In the Deathnote post, how faithful to the manga's original storyline is "Deathnote II" judged to be?

> **TEXT PASSAGE**:
.....

Sunday, January 07, 2007

Post No. 98: Afterthoughts On "Deathnote"

ast Saturday (30/12/2006), I, together with my elder sister, went to watch the “Deathnote” movie marathon (i.e. the consecutive screening of “Deathnote I” and “Deathnote II”, with a half hour break in between) at GV Tampines.

After watching the 2 movies and thinking back to the manga series which they were based on (and which I have finished reading through just a week before I watched the 2 movies), it seemed to me that “Deathnote” has made reference to several thought-provoking themes that people have been debating about for a very long time.

Thus, for the benefit of those who are interested in such stuff, I, in this essay, would attempt to describe and discuss the various (philosophical) themes contained within “Deathnote”.

And, for those who are not that interested in knowing about the philosophical themes contained within “Deathnote” and/or have not watched the movies & are eager to find out whether they are worth the movie tickets’ price, I will also include a short review of the 2 movies in this essay of mine.

Hence, with that in mind, this essay shall be divided into 2 parts. Part I would be the short review of the movies (some spoilers are inevitable but I will try to minimise them) and Part II would be a concise discussion of the main philosophical themes contained within “Deathnote”.

Part I: A Short Review

First & foremost, for those who have no clue what “Deathnote” is about, perhaps you all should refer to this Wikipedia entry for more information (warning: possible spoilers!).

That aside, in retrospect, I suppose it was somewhat a bad move for me to finish reading the “Deathnote” manga series before watching the “Deathnote” movies. This is considering that I went to watch the movies with quite high expectations; expectations which were somewhat dashed as I began to compare the movies with the manga series to see where the former differed from the latter and with me knowing how the movies will end eventually. That said, strangely though, my reading of J.R.R. Tolkien’s “The Lord of the Rings” before I watched the movie adaptations did not diminish my enjoyment of watching the movies.

Moving on, personally, I would say that “Deathnote I” was 90% faithful to the original storyline of the manga series while “Deathnote II” was about 75% faithful. Thus, on average (not in a mathematical sense, of course), I would say that the movies were about 80% faithful to the manga series’ original storyline.

.....

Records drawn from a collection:
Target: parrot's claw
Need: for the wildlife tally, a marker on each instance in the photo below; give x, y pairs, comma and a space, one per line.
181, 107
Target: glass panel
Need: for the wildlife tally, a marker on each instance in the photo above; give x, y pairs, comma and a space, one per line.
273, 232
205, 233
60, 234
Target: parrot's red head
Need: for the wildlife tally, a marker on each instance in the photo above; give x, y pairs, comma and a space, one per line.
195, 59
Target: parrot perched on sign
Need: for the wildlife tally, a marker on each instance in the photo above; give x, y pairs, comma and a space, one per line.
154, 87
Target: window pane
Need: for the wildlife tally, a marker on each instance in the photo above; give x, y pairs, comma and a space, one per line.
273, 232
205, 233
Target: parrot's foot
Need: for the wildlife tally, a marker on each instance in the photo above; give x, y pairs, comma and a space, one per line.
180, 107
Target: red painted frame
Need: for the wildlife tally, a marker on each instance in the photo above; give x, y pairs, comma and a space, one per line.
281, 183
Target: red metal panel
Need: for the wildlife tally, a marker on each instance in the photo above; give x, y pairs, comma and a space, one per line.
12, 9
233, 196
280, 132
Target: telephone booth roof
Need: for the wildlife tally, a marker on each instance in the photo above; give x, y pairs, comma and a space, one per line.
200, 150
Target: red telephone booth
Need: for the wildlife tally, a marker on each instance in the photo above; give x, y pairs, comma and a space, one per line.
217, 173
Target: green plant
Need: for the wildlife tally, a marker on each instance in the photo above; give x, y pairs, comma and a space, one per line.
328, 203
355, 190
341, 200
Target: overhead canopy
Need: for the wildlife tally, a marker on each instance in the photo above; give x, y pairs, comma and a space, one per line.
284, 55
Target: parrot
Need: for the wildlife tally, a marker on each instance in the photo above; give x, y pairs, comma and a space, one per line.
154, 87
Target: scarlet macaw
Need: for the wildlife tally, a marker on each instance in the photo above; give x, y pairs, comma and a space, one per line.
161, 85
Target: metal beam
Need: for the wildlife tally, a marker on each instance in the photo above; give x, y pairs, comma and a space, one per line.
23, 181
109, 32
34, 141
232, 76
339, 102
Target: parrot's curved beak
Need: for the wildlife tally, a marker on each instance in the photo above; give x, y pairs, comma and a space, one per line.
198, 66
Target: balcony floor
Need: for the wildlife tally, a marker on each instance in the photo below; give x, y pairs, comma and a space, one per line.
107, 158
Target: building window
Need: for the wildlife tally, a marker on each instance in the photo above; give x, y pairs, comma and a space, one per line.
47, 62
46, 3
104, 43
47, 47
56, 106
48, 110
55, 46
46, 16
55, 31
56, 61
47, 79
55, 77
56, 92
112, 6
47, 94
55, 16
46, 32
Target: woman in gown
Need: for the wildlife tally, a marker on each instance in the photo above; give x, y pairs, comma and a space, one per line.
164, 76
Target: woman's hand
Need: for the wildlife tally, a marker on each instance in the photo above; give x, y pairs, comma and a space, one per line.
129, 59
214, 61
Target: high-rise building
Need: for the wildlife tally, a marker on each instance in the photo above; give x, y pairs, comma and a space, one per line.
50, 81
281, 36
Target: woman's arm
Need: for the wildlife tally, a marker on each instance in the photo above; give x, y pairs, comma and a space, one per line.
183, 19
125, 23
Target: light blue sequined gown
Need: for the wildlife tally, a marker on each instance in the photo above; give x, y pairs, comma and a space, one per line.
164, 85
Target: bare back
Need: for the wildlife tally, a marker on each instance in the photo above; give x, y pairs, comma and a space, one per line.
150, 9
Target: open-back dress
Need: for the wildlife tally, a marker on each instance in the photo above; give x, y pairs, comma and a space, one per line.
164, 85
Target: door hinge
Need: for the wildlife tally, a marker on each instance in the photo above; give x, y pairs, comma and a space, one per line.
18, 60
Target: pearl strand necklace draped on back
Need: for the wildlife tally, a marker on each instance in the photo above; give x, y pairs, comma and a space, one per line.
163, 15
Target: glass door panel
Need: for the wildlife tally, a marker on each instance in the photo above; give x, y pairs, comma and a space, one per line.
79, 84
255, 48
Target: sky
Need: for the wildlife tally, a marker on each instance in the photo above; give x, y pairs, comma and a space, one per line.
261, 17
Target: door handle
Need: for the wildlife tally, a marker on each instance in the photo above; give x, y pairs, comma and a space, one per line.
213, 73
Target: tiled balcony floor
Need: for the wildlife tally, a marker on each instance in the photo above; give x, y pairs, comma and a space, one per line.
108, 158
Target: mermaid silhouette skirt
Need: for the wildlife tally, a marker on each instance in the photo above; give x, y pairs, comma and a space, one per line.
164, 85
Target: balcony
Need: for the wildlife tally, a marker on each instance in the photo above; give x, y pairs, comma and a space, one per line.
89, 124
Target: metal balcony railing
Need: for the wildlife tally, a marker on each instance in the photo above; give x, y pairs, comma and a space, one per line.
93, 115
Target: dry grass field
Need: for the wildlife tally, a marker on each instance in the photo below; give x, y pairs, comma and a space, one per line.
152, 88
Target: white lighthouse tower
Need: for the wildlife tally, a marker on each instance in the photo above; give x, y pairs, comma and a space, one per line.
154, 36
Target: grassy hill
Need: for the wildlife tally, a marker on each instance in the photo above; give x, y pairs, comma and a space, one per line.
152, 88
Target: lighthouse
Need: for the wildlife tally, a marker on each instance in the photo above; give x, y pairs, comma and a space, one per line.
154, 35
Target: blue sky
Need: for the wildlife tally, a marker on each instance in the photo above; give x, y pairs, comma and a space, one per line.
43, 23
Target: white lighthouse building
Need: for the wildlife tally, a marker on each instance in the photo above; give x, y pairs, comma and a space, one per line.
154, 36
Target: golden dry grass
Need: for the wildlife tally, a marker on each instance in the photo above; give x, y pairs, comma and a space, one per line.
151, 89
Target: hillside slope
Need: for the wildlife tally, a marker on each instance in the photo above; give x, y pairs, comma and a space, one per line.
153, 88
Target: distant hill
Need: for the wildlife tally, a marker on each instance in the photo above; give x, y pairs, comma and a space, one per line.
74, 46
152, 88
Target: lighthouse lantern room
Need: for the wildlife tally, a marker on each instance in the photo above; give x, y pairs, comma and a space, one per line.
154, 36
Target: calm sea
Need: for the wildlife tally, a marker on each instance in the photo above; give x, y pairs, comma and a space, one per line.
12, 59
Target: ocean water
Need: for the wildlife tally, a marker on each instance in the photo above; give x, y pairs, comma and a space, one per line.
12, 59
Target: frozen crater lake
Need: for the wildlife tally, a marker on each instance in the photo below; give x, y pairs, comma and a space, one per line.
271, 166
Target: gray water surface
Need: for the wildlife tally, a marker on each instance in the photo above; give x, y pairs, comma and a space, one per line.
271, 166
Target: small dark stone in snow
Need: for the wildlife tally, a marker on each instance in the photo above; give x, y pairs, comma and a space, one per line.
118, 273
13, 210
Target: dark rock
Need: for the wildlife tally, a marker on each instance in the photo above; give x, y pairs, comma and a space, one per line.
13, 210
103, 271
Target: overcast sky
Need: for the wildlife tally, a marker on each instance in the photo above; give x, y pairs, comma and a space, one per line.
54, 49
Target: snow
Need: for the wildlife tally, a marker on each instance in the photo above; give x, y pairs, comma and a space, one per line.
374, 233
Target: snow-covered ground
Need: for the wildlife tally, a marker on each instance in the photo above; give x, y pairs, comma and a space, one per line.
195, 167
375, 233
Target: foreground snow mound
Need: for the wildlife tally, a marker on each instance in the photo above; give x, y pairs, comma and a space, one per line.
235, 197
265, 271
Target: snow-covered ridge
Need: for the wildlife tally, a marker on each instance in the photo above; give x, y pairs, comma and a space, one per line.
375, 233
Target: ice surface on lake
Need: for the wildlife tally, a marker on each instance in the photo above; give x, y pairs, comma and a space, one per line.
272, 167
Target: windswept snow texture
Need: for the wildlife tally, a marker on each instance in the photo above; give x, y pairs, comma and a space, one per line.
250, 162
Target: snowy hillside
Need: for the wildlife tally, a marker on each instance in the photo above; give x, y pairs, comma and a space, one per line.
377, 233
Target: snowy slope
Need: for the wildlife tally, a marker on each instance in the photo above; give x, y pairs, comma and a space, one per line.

.....

> **RESPONSE TO THE TASK**: About 75% faithful.